• _Source passage_:
───
Personal Philosophy

Submitted by GaryGagliardi on


[These articles were originally written in a series of email to my daughter, Amanda.]

Strategy teaches that a philosophy makes up the core of every strategic position. For those interested, here is the core of my personal philosophy.

The US Declaration of Independence starts with the statement that certain truths are “self-evident” and that among them are that we have been “endowed by our Creator” with certain rights.  Today, of course, many in our society don’t consider the existence of God self-evident at all.  On the contrary, many consider the belief in the divine and “supernatural” to be antiquated and outdated.   These people naturally look down upon anyone with a strong belief in God or an afterlife or a "deeper reality" as somewhat benighted and ignorant.   Of course, inherent in this view is that, as a group, non-believers are much superior to the believers around them and , by inference, to all those historical figures such as our founding fathers, who believed that our divine origin to be self-evident. 

Personally, I find a world without  deeper reality extremely unsatisfying.  However, I do not believe that a deeper, more mysterious reality is "supernatural" in the sense that it is completely separate from the natural world. I think the natural world and its rules arise naturally from this deeper reality and its rules. My entire career and especially my research into the nature of strategy has lead me from indifference to questions of philosophy to the idea that belief in the deeper nature of reality is necessary to make sense of the world.  Though my beliefs are not "traditional," they are grounded at once in ancient tradition, modern science, and, strangely enough, my study of the science of strategy.

The purpose of this series of articles on philosophy is to explore my less “modern,” but extremely scientific (in the sense of consistent with the objective evidence) view of reality, that is, that the divine or at least mysterious nature of creation and our individual existence.  This views are, if not self-evident, an important challenge to those who want to see.   Perhaps those who consider themselves non-believers have considered all the “reasoning” that founded my personal philosophy and discarded it simply because they are much brighter than I am.  Though my faith seems to be the result of my experience, education, abilities, and knowledge of the world, I could be in some simple way be defective in my inability appreciate non-belief as in any way “enlightened.”

In my own intellectual adolescence when I saw the “romance” of rebelling what was considered “self-evident” to generations before mine.    Still, no matter how callow and shallow I was when I was young, I was never a good “materialist.”  I never truly believed that my sensual perception of the physical universe could in any way be definitive experience of reality.   From the time I was in grammar school, I knew too much science, physics, and biology to think of my perception of a material universe as anything but a comfortable fiction, created by limited sensual impressions, organized by an even more limited brain.   The idea that my perception was “all there was” was never a serious consideration. 

For me, philosophy isn’t about what we can understand or know about reality. This is a tiny, meaningless fraction of a much larger whole.  It is about exploring what truly matters and what none of us understand.   In other words, my philosophy is about exploring and accepting mystery.  It means going into a territory where we can prove nothing but where what we believe is extremely important.
───
• _Exercise 1_:
Repeat the passage of the personal philosophy article between "[These articles were" and "my personal philosophy.", inclusive.
• _Exercise 2_:
In the personal philosophy article, to whom were the articles originally written as a series of emails?

• _Record set_:
───
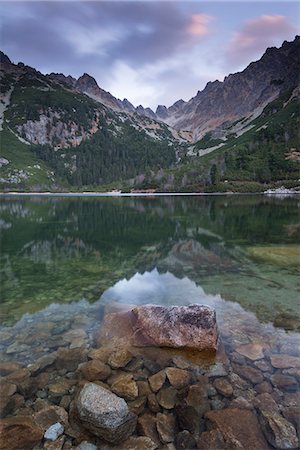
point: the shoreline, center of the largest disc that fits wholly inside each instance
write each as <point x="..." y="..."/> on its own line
<point x="140" y="194"/>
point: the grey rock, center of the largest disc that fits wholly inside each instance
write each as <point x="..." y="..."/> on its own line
<point x="54" y="431"/>
<point x="105" y="414"/>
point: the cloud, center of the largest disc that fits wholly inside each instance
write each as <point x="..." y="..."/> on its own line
───
• _Exercise response 1_:
[These articles were originally written in a series of email to my daughter, Amanda.]

Strategy teaches that a philosophy makes up the core of every strategic position. For those interested, here is the core of my personal philosophy.

• _Exercise response 2_:
The writer's daughter, Amanda.